Extracted text »
-------------------------
- Cover art for Carbon Grey #1 (April 2011 reprint). Art by Hoang Nguyen, Khari Evans & Kinsun Loh.

Publication information
- Publisher: Image Comics
- Schedule: Monthly (as solicited)
- Format: Ongoing series
- Genre: Epic fantasy/Alternate history
- Publication date: March 2011 to present
- No. of issues: 10
- Main character(s): Giselle Grey Mathilde Grey The Wolf General Alena von Medeim Dina Cumming

Creative team
- Created by: Hoang Nguyen Khari Evans Mike Kennedy
- Written by: Paul Gardner
- Artist(s): Khari Evans, Hoang Nguyen
- Colorist: Kinsun Loh

= Carbon Grey =

Comic book mini-series

Carbon Grey is a comic book mini-series created by artist Hoang Nguyen (Punisher: War Zone, Alien Legion), and published by Image Comics. Set against the backdrop of a great war. The series follows twin sisters Mathilde and Giselle Grey, members of a noble family dedicated to protecting the Kaiser of Mitteleuropa, as they struggle to reconcile duty with their own beliefs and ambitions. When the Kaiser is killed a vast conspiracy is uncovered, centered on a prophecy made long ago by Gottfaust, father to the Greys and hero of Mitteleuropa, that the 13th sister – the Carbon Grey – will one day spark a revolution.
-------------------------
Items drawn from a data source »
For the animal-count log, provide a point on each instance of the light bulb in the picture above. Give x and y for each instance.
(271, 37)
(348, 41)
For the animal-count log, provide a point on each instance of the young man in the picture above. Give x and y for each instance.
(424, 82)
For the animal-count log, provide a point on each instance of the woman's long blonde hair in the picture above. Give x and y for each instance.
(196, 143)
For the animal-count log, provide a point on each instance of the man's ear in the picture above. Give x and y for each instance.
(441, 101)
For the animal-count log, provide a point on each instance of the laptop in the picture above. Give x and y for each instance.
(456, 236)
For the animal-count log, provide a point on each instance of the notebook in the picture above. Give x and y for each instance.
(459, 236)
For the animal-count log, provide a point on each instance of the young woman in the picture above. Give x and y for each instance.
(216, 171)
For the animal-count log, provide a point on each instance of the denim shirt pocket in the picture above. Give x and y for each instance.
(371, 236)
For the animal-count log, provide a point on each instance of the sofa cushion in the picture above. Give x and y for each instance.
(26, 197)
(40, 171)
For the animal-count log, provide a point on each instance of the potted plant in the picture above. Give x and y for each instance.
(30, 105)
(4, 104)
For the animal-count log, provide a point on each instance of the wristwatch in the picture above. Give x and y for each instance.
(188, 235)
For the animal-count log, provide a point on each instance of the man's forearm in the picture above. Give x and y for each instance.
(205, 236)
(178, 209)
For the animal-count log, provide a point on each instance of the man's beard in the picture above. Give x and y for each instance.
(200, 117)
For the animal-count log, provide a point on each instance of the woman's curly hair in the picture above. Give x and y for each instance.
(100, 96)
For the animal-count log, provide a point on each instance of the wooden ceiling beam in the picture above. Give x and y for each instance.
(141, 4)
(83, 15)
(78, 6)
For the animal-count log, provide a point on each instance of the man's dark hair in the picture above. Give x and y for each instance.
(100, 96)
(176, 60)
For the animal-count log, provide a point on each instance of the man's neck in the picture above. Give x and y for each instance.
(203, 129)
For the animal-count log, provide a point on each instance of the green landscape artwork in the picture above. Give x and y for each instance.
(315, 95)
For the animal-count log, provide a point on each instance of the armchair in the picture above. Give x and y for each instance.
-------------------------
Reproduce the text on the Carbon Grey comic series, everything from "Creative team" down to "spark a revolution.". None of the material is needed for this.

Solution to this problem »
Creative team
- Created by: Hoang Nguyen Khari Evans Mike Kennedy
- Written by: Paul Gardner
- Artist(s): Khari Evans, Hoang Nguyen
- Colorist: Kinsun Loh

= Carbon Grey =

Comic book mini-series

Carbon Grey is a comic book mini-series created by artist Hoang Nguyen (Punisher: War Zone, Alien Legion), and published by Image Comics. Set against the backdrop of a great war. The series follows twin sisters Mathilde and Giselle Grey, members of a noble family dedicated to protecting the Kaiser of Mitteleuropa, as they struggle to reconcile duty with their own beliefs and ambitions. When the Kaiser is killed a vast conspiracy is uncovered, centered on a prophecy made long ago by Gottfaust, father to the Greys and hero of Mitteleuropa, that the 13th sister – the Carbon Grey – will one day spark a revolution.